REQUIRED WORK: Copy every one of the records below word for word, keeping each line intact and in its original order.

┌─ RECORDS

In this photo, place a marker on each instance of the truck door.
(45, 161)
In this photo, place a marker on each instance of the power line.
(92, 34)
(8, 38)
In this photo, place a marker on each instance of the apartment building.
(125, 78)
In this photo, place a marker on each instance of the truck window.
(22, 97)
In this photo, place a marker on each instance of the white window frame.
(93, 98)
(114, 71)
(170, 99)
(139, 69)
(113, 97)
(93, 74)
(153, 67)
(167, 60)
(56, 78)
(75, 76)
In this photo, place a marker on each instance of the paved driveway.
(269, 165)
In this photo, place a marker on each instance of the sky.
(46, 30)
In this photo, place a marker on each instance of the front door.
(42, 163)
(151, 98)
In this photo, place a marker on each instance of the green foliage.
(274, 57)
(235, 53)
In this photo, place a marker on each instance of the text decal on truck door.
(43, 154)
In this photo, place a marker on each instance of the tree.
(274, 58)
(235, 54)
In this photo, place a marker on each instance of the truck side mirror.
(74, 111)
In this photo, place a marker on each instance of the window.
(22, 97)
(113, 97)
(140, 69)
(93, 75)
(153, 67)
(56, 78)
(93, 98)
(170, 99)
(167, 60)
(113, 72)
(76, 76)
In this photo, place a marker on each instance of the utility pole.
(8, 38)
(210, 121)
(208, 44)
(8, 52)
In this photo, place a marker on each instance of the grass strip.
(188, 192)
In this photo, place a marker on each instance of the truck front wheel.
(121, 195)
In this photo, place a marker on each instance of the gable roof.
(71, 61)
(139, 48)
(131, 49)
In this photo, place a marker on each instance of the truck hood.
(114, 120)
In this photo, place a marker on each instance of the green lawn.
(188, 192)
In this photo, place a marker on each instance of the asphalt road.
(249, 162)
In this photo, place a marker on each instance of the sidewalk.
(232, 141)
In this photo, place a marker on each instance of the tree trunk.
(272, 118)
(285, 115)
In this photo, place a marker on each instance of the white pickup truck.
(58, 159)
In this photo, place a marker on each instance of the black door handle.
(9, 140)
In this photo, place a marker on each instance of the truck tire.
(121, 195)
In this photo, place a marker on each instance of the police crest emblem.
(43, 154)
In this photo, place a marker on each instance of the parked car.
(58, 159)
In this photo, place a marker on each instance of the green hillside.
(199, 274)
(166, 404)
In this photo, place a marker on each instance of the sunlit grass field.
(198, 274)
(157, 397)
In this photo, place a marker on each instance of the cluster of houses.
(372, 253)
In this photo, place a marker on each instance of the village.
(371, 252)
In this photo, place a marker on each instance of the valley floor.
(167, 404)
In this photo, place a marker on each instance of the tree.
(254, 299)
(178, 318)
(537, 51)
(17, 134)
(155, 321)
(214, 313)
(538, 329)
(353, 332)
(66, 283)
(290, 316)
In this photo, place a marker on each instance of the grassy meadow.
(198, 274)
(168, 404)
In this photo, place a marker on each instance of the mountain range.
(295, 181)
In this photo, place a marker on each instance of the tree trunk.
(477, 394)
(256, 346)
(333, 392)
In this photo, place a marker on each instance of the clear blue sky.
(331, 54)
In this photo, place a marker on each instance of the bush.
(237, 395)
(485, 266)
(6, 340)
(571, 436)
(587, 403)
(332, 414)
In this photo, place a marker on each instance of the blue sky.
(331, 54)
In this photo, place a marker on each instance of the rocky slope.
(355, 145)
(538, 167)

└─

SOLUTION:
In this photo, place a marker on each instance of the truck door.
(45, 161)
In this photo, place a marker on each instance of the power line.
(92, 34)
(8, 38)
In this photo, place a marker on each instance of the apartment building.
(125, 78)
In this photo, place a marker on each instance of the truck window.
(22, 97)
In this photo, place a marker on each instance of the white window frame.
(93, 98)
(114, 71)
(170, 99)
(139, 69)
(113, 97)
(93, 74)
(153, 67)
(167, 60)
(56, 78)
(75, 76)
In this photo, place a marker on each instance of the paved driveway.
(269, 165)
In this photo, place a marker on each instance of the sky.
(46, 30)
In this photo, place a marker on each instance of the front door.
(42, 163)
(151, 98)
In this photo, place a marker on each instance of the green foliage.
(274, 57)
(235, 53)
In this photo, place a marker on each instance of the text decal on truck door.
(43, 154)
In this photo, place a marker on each instance of the tree.
(274, 58)
(235, 54)
In this photo, place a marker on each instance of the truck side mirror.
(74, 111)
In this photo, place a marker on each instance of the window.
(22, 97)
(113, 97)
(140, 69)
(93, 75)
(153, 67)
(56, 78)
(93, 98)
(170, 99)
(167, 60)
(113, 72)
(76, 76)
In this photo, place a marker on each instance of the utility pole.
(8, 38)
(210, 121)
(208, 44)
(8, 52)
In this photo, place a marker on each instance of the grass strip.
(188, 192)
In this photo, place a marker on each instance of the truck front wheel.
(121, 195)
In this photo, place a marker on each instance of the gable roof.
(71, 61)
(139, 48)
(131, 49)
In this photo, place a marker on each instance of the truck hood.
(114, 120)
In this photo, place a marker on each instance of the green lawn.
(188, 192)
In this photo, place a marker on each instance of the asphalt road.
(249, 162)
In this photo, place a marker on each instance of the sidewalk.
(232, 141)
In this photo, place a marker on each instance of the tree trunk.
(272, 118)
(285, 115)
In this photo, place a marker on each instance of the white pickup truck.
(58, 159)
In this photo, place a marker on each instance of the black door handle.
(9, 140)
In this photo, place a marker on each instance of the truck tire.
(121, 195)
In this photo, place a marker on each instance of the police crest emblem.
(43, 154)
In this photo, place a marker on each instance of the parked car.
(58, 159)
In this photo, place a marker on each instance of the green hillside.
(199, 274)
(166, 404)
In this photo, place a marker on each instance of the sunlit grass field.
(198, 274)
(157, 397)
In this photo, place a marker on each instance of the cluster of houses.
(372, 253)
In this photo, place a marker on each instance of the village.
(371, 252)
In this photo, place a marker on each instance of the valley floor.
(167, 404)
In this photo, place a marker on each instance of the tree.
(254, 299)
(178, 318)
(537, 51)
(17, 134)
(155, 321)
(214, 313)
(538, 329)
(353, 332)
(66, 283)
(290, 316)
In this photo, place a marker on each instance of the grassy meadow.
(198, 274)
(168, 404)
In this photo, place a marker on each instance of the mountain range.
(295, 181)
In this photo, place a marker on each instance of the tree trunk.
(477, 394)
(256, 346)
(333, 392)
In this photo, place a marker on each instance of the clear blue sky.
(331, 54)
In this photo, place a marker on each instance of the bush.
(237, 395)
(485, 266)
(6, 340)
(571, 436)
(587, 403)
(332, 414)
In this photo, place a marker on each instance of the blue sky.
(331, 54)
In this photo, place a marker on each instance of the rocky slope.
(355, 145)
(538, 167)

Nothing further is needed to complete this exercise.